The decision of the trial Judge is impeccable. The Court of Appeal was wrong to interfere with it.

A. O. OBASEKI, J.S.C.: On the 26th day of March, 1985, after hearing counsel for the parties, I allowed this appeal with costs to the appellant assessed at N300.00 in the Supreme Court and N250.00 in the Court of Appeal against the respondents.

  1. Adibe Nwankwo
  2. Obioha Anasonye; and
  3. Nwamadi Onyeike were the plaintiffs

and

  1. Okoronkwo Chukwueke;
  2. Okezie Chukwueke

were defendants in the Umuahia High Court suit No. HU/53/66 in which the plaintiffs by their writ of summons claimed

  1. A declaration that the piece or parcel of land known and called “Ubi Oro” valued 10pounds (ten pounds) situate at Uzuakoli in Umuahia Judicial Division is owned jointly by both the plaintiffs and the defendants and that the defendants have no rights by themselves alone without the consent, agreement and participation of the plaintiffs to demarcate, sell, lease or give out all or any portion of the said “Ubi Oro”.
  2. 50pounds:-:- damages against the defendants jointly and severally for demarcating and planting cement pillars on the said land without the consent, agreement and participation of the plaintiffs.
  3. A perpetual injunction to restrain the defendants and their heirs from any sale, lease, gift or demarcation of all or any portion of the said “Ubi Oro” without the consent, agreement or participation of the plaintiffs.

The writ was issued on the 13th day of Angust, 1966. But before the trial leading to this appeal both defendants died. The 1st defendant died on the 13th day of September, 1974while the 2nd defendant died on a later date.

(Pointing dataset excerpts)
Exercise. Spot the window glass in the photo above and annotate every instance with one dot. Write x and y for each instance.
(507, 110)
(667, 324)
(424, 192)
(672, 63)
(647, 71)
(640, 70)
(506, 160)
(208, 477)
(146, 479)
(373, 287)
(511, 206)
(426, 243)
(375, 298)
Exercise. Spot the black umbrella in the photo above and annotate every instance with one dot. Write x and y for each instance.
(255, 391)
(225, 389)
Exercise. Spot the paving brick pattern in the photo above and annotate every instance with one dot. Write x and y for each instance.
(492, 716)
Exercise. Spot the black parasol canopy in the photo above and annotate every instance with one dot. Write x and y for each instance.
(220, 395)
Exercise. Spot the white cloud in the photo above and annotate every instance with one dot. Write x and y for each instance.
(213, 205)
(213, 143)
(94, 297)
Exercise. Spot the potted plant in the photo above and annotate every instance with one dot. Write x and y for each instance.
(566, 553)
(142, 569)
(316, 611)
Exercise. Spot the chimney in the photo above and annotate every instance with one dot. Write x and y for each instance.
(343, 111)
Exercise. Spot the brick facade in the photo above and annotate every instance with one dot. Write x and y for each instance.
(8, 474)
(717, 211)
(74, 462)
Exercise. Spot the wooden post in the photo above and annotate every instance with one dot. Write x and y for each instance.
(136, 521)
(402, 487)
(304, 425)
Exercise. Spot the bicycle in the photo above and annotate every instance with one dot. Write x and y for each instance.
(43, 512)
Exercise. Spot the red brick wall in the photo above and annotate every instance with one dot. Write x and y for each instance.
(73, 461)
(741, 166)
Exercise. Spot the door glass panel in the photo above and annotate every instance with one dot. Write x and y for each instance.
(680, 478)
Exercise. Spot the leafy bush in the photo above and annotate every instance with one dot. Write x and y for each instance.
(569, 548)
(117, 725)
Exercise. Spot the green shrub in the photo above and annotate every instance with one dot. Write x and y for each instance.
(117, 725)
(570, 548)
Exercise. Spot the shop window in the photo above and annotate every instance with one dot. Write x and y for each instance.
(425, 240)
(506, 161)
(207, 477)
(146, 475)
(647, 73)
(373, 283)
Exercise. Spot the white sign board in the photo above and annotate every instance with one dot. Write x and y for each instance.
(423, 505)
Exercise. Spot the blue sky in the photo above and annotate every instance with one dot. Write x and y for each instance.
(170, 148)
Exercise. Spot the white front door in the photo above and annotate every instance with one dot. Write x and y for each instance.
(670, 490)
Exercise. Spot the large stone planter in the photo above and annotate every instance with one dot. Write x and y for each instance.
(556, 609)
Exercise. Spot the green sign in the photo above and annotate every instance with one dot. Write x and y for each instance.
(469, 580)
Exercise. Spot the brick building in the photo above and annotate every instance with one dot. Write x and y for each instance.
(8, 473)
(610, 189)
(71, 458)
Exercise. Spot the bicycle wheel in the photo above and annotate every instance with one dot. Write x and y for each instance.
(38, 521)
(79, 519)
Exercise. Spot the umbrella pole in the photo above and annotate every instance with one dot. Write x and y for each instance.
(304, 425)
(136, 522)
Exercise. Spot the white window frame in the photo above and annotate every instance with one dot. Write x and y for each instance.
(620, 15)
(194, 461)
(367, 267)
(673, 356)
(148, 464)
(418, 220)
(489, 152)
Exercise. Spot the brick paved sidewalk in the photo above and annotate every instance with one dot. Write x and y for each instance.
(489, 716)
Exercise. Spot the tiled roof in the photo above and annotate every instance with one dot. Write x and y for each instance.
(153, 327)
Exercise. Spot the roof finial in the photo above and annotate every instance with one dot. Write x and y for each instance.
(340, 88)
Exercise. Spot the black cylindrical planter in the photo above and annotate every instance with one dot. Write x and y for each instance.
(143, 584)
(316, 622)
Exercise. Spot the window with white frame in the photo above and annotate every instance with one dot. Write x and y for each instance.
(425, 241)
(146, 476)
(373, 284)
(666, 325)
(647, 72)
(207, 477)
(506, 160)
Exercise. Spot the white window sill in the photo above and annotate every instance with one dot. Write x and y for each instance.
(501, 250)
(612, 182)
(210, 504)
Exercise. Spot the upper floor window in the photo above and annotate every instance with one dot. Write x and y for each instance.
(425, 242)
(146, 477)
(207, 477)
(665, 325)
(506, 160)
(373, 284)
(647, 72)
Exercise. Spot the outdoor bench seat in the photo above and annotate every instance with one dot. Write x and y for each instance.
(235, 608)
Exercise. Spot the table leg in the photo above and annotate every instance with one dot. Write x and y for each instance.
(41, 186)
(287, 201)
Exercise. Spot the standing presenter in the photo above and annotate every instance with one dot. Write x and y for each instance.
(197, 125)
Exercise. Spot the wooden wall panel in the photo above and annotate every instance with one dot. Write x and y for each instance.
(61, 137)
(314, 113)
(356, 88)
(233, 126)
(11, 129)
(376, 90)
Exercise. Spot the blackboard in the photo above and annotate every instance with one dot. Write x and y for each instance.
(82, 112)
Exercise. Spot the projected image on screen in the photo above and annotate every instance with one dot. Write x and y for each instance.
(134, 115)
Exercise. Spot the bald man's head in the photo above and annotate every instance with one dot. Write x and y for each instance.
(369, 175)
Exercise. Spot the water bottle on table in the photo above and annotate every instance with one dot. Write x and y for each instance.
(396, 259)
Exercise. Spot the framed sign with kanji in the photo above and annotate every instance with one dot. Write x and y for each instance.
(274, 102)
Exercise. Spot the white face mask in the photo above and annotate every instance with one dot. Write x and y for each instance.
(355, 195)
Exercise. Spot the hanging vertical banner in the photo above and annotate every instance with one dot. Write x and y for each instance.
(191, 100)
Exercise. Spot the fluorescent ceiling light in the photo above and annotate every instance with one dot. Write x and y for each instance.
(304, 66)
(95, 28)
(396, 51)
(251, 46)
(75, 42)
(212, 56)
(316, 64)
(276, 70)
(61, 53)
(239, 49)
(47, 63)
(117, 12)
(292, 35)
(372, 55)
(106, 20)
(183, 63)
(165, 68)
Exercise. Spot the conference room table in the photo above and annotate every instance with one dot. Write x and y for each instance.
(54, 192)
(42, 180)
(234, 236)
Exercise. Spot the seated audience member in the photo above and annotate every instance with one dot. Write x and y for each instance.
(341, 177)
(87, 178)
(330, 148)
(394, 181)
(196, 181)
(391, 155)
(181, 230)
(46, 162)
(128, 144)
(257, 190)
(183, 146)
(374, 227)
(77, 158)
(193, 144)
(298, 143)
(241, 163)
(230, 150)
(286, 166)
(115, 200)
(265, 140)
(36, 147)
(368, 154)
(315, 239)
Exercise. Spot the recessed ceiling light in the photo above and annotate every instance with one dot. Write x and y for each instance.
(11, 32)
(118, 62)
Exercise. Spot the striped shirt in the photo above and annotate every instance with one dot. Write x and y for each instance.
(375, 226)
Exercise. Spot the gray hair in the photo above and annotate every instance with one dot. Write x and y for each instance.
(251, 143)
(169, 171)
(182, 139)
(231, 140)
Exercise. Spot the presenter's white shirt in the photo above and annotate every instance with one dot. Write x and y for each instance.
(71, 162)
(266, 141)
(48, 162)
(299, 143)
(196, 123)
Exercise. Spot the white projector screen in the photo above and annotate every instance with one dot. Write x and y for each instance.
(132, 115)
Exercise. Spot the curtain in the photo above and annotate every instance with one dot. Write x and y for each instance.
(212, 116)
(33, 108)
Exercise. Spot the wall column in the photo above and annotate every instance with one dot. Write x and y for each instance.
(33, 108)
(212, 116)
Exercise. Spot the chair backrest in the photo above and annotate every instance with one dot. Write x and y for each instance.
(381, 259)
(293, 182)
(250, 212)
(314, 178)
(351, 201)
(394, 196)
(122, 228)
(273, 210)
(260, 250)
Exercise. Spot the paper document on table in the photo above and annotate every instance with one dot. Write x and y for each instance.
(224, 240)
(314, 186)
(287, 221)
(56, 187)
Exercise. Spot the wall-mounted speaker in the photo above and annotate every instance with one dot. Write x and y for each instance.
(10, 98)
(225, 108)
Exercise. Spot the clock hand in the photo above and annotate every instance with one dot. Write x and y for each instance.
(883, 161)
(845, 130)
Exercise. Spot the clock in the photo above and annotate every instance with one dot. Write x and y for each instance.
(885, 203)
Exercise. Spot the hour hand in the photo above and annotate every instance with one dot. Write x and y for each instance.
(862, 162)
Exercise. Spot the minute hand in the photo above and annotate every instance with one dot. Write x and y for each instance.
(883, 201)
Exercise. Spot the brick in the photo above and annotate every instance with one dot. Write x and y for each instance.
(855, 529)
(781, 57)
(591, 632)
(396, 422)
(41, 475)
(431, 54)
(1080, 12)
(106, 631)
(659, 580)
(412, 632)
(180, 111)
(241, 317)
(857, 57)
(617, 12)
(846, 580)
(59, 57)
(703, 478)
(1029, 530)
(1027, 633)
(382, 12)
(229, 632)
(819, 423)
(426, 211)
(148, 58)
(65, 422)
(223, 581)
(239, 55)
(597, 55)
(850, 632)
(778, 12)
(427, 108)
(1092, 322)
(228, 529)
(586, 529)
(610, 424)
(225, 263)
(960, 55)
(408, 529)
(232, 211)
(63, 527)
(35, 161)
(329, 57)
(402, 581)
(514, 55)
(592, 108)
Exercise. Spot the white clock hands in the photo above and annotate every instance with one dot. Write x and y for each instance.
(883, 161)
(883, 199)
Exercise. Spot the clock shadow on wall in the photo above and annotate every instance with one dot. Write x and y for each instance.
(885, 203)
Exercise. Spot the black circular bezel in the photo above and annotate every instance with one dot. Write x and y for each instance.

• Goals
1. How many lines of the rows contain the word "ceiling"? Reply with the number only.
2. Go on with the court judgment, picking up after its last sentence.

• Results for the exercise
1. 2

2.
Following the application of Enyinnaya Okoronkwo Chukwueke the son of the 1st defendant by motion dated 22nd February, 1975 filed on 24th February, 1975, Obi Okoye, J. on the 11th day of April, 1975 made an order at the Okigwe High Court substituting the appellant, Enyinnaya Okoronkwo Chukwueke as the only defendant but in a representative capacity.

The 1st plaintiff, Adibe Nwankwo died on the 12th day of October, 1975 and by Court order made by Obi-Okoye, J. on 23rd February, 1976, Oji Nwankwo was substituted for him.

The plaintiffs had filed their statement of claim on the 23rd day of January, 1967. On the 27th May, 1975, the defendant/appellant filed an amended statement of defence. After the close of pleadings, hearing commenced on the 14th day of April, 1978 before Ononuju, J. After hearing evidence and addresses of counsel Ononuju, J. on the 5th day of May, 1979 gave a well considered judgment dismissing the plaintiff’s claim. In the concluding paragraphs of his judgment he said:

“I find myself unable to believe the plaintiffs and their witnesses looking at the plan tendered in this case and considering the evidence before the court……On the totality of the evidence before me, I hold that the plaintiffs have not proved their case. There is no counter-claim. I therefore dismiss the plaintiffs’ claim.”

Being aggrieved, the plaintiffs appealed to the Court of Appeal on several grounds 14 in all. The Court of Appeal in a considered judgment allowed the appeal, set aside the judgment of the High Court and granted the declarations and injunction claimed.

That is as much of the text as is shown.